## PROBLEM TO WORK ON
Count how many lines in the records below contain the word "stone". Reply with that number alone.

## DATA
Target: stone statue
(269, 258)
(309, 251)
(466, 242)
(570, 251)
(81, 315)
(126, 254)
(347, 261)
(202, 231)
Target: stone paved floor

## RIGHT ANSWER
2